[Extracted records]
==*==
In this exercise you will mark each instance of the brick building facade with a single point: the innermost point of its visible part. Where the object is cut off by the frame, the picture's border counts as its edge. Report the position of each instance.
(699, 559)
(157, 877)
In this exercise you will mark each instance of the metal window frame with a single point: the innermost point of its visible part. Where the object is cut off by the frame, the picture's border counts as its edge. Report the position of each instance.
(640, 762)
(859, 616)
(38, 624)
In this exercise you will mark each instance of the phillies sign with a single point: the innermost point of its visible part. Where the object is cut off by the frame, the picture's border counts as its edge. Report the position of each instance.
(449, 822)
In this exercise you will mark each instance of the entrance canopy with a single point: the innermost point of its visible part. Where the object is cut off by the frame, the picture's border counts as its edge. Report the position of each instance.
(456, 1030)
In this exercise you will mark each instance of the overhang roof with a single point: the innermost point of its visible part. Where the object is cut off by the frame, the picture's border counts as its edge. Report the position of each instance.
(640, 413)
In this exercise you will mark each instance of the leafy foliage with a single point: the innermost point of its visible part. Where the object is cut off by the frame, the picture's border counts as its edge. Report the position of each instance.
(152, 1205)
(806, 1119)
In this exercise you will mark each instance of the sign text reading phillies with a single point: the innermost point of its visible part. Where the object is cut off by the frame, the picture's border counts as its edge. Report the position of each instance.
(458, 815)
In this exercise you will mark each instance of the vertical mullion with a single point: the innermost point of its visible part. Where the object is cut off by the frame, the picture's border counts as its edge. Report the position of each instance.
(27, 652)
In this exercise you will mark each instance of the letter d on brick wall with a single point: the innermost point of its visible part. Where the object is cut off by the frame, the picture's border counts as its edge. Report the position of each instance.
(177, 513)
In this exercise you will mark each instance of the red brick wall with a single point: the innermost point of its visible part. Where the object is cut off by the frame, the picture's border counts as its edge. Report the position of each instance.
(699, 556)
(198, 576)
==*==
» **THE EXERCISE**
Retype the material above, line by line, exactly.

» **SOLUTION FOR THIS EXERCISE**
In this exercise you will mark each instance of the brick building facade with a single point: the innermost point of its visible part. Where the object is cut off by the frame, the picture's border counts as its edge. Report the position of each instance.
(699, 559)
(157, 877)
In this exercise you will mark each instance of the metal window frame with a single point: the innermost point of its visible part. Where the object is cut off by the frame, the picture's border counts as its edge. Report the position of each instance.
(640, 762)
(859, 616)
(38, 624)
In this exercise you will mark each instance of the phillies sign with a single point: the innermost point of its visible part. Where the object is cut off by the frame, the picture's border counts as its edge. Report the position of each instance.
(449, 822)
In this exercise you will mark each instance of the entrance canopy with a single point: the innermost point of its visible part. Where the object is cut off by the frame, the picture's border counts as its edge. Report the position of each instance.
(456, 1030)
In this exercise you will mark each instance of the overhang roof with a single point: the innermost point of its visible part. Where the object is cut off by the frame, the picture's border counts as its edge. Report the position of each instance.
(640, 413)
In this exercise you will mark each instance of the leafy foliage with a single point: the innermost point of its visible part. Where the object is cut off by the frame, the picture's border counts as its edge. Report the position of each instance.
(152, 1205)
(806, 1119)
In this exercise you will mark each instance of the sign text reading phillies with a single point: the innermost point of its visible part. Where the object is cut off by the frame, the picture's border counts as its edge. Report the position of each instance.
(458, 815)
In this exercise you will mark each instance of the vertical mullion with a single point: the innermost point of its visible part. Where the object is cut off by the frame, the picture's border counts as its edge. Report the position of each instance.
(27, 652)
In this exercise you will mark each instance of the letter d on brick wall with a single point: the innermost point of its visible part. Where the object is cut off by the frame, the picture's border counts as its edge. Report the position of each instance.
(177, 513)
In this exercise you will mark each instance of the red brick wall with a single point: the innermost point of its visible part. Where the object is cut off by the frame, the picture's border counts as its edge. Report the position of each instance.
(699, 556)
(198, 576)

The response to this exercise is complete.